What needs to be done:
Write out as a numbered list the lines in the items below, beginning at the line that contains "window in the photo above." and ending with the final line of the items. Leave out any blank lines.

Items:
---

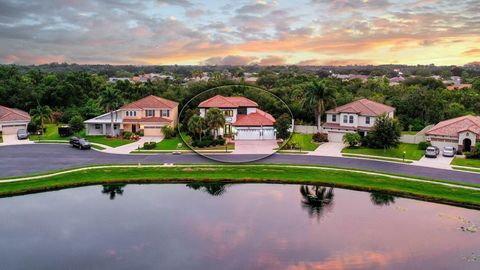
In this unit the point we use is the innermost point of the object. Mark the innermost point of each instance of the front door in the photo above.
(467, 145)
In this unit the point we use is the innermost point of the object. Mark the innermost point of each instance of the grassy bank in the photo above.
(251, 173)
(411, 151)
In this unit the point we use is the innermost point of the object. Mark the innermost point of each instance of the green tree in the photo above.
(385, 133)
(111, 100)
(41, 114)
(352, 139)
(318, 96)
(76, 124)
(196, 125)
(215, 119)
(283, 125)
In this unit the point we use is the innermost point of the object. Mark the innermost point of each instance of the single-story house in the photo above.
(147, 115)
(462, 133)
(358, 116)
(12, 120)
(243, 119)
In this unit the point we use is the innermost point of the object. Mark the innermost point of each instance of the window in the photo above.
(228, 113)
(165, 113)
(150, 113)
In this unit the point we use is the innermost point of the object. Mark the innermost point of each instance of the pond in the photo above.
(244, 226)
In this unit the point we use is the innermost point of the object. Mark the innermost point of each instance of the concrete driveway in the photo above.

---

Solved problem:
1. In this unit the point we use is the innermost point of the object. Mark the innermost point of each instance of the window in the photo above.
2. (228, 113)
3. (165, 113)
4. (150, 113)
5. In this unit the point we use is the innermost point of the object. Mark the innermost point of each instance of the pond in the photo above.
6. (244, 226)
7. In this unit the point we use is the innermost point of the object. Mark the innermost point of each instance of the concrete driveway in the photo above.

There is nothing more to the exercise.